- Teks yang Disediakan -

Artinya: “(mereka kami utus) selaku rasul-rasul pembawa berita gembira dan pemberi peringatan agar tidak ada alasan bagi manusia membantah Allah sesudah diutusnya rasul-rasul itu...” (an-Nisa’:165)
            Ayat ini menyatakan bahwa ‘illat diutus para rasul yang membawa kabar gembira dan member peringatan itu ialah agar menusia tidak mencari-cari alasan dengan mengatakan bahwa mereka belum pernah mendapat peringatan dari rasul yang diutus kepada mereka. Perkataan li-alla yakuna dan ba’darrasul merupakan ‘illat hukum yang pasti, tidak mungkin dialihkan kepada yang lain.
            Dalalah  shrahah yang dhanni, ialah apabila penunjuk nash kepada ‘illat hukum itu adalah berdasar dengan keras (dhanni), karena kemungkinan dapat dibawa kepada ‘illat hukum yang lain. Seperti firman Allah SWT, yang artinya: “Dirikanlah shalat karena matahari tergelincir sampai gelap malam.” (al-Isra’;78)
Dan firman Allah SWT, artinya:
“Maka disebabkan kedhaliman orang-orang Yahudi, kami haramkan atas mereka (memakan makanan) yang baik-baik (yang dahulunya) dihalalkan bagi merka” (an-Nisa’:160).
            Pada ayat pertama terdapat huruf al-lam pada perkataan liduluki dan huruf al-ba’ pada perkataan fabidhulmi. Al-lam berarti karena dan dapat pula berarti sesudah, sedang al-ba’ berarti disebabkan dan dapat pula berarti dengan. Kedua arti tersebut dapat digunakan, akan tetapi menurut dugaan yang keras bahwa jika kedua huruf itu diartikan dengan karena dan disebabkan maka akan memperjelas arti ayat tersebut.

2) Dalalah Ima’ (Isyarah)

- Perintah Tugas 1 -
Salin persis bagian teks tentang ‘illat hukum, mulai dari "Dan firman Allah" sampai dengan "arti ayat tersebut.".
Teks dan baris data di sini berdiri sendiri dan tidak saling berhubungan.

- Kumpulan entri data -
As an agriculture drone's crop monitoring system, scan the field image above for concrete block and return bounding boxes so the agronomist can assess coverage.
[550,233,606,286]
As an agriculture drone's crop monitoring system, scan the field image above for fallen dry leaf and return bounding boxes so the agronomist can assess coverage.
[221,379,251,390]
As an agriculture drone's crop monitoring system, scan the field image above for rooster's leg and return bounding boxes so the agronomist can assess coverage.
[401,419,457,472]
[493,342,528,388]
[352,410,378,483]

--

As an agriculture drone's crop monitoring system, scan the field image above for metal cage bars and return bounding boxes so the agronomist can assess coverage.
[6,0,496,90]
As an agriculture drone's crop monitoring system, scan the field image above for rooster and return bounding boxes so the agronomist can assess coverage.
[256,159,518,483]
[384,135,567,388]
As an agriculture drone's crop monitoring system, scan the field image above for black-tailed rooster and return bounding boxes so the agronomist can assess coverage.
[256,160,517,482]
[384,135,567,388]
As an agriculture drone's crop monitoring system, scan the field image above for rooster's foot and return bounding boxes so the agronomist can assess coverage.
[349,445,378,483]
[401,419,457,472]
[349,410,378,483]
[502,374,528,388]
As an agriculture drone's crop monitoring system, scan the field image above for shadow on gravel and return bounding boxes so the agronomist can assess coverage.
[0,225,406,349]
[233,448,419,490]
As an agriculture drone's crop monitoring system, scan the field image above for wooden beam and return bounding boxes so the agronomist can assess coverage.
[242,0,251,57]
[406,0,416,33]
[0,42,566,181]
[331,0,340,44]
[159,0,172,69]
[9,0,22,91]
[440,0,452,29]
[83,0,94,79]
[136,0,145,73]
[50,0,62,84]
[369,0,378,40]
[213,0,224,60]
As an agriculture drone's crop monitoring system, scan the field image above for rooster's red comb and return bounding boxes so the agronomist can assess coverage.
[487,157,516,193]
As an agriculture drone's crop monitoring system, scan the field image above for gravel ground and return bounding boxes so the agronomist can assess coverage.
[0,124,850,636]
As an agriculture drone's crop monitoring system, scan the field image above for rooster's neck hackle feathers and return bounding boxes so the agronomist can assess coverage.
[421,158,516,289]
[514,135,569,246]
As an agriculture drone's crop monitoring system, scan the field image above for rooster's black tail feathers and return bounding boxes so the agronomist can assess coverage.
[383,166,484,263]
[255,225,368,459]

---

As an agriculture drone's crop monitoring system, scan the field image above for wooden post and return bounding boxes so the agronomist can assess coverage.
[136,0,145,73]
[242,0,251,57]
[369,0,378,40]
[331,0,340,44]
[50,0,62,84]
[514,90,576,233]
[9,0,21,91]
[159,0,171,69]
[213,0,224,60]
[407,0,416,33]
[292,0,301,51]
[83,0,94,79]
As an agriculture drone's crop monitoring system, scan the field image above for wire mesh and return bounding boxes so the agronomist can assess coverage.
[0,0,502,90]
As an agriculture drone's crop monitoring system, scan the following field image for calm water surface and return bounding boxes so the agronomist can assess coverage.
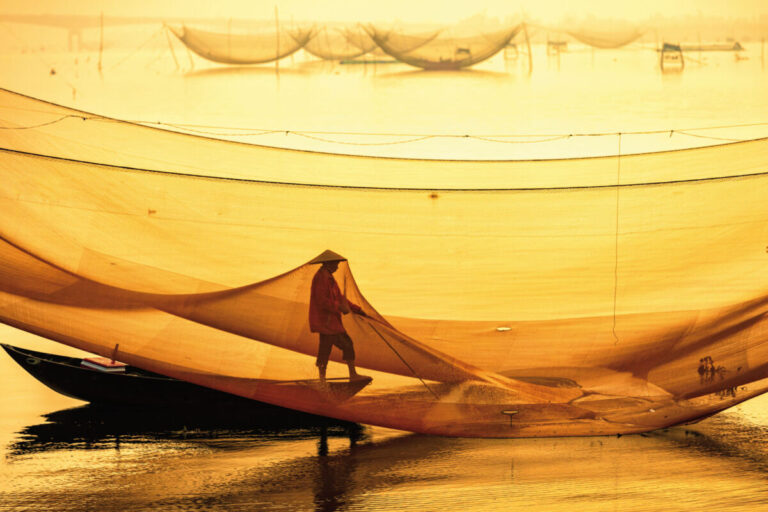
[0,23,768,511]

- Perintah Tugas 2 -
Susun baris data mulai dari baris yang memuat "above for fallen" sampai dengan baris yang memuat "[352,410,378,483]" menjadi daftar bernomor, tanpa baris kosong.

- Jawaban Benar 1 -
Dan firman Allah SWT, artinya:
“Maka disebabkan kedhaliman orang-orang Yahudi, kami haramkan atas mereka (memakan makanan) yang baik-baik (yang dahulunya) dihalalkan bagi merka” (an-Nisa’:160).
            Pada ayat pertama terdapat huruf al-lam pada perkataan liduluki dan huruf al-ba’ pada perkataan fabidhulmi. Al-lam berarti karena dan dapat pula berarti sesudah, sedang al-ba’ berarti disebabkan dan dapat pula berarti dengan. Kedua arti tersebut dapat digunakan, akan tetapi menurut dugaan yang keras bahwa jika kedua huruf itu diartikan dengan karena dan disebabkan maka akan memperjelas arti ayat tersebut.

- Jawaban Benar 2 -
1. As an agriculture drone's crop monitoring system, scan the field image above for fallen dry leaf and return bounding boxes so the agronomist can assess coverage.
2. [221,379,251,390]
3. As an agriculture drone's crop monitoring system, scan the field image above for rooster's leg and return bounding boxes so the agronomist can assess coverage.
4. [401,419,457,472]
5. [493,342,528,388]
6. [352,410,378,483]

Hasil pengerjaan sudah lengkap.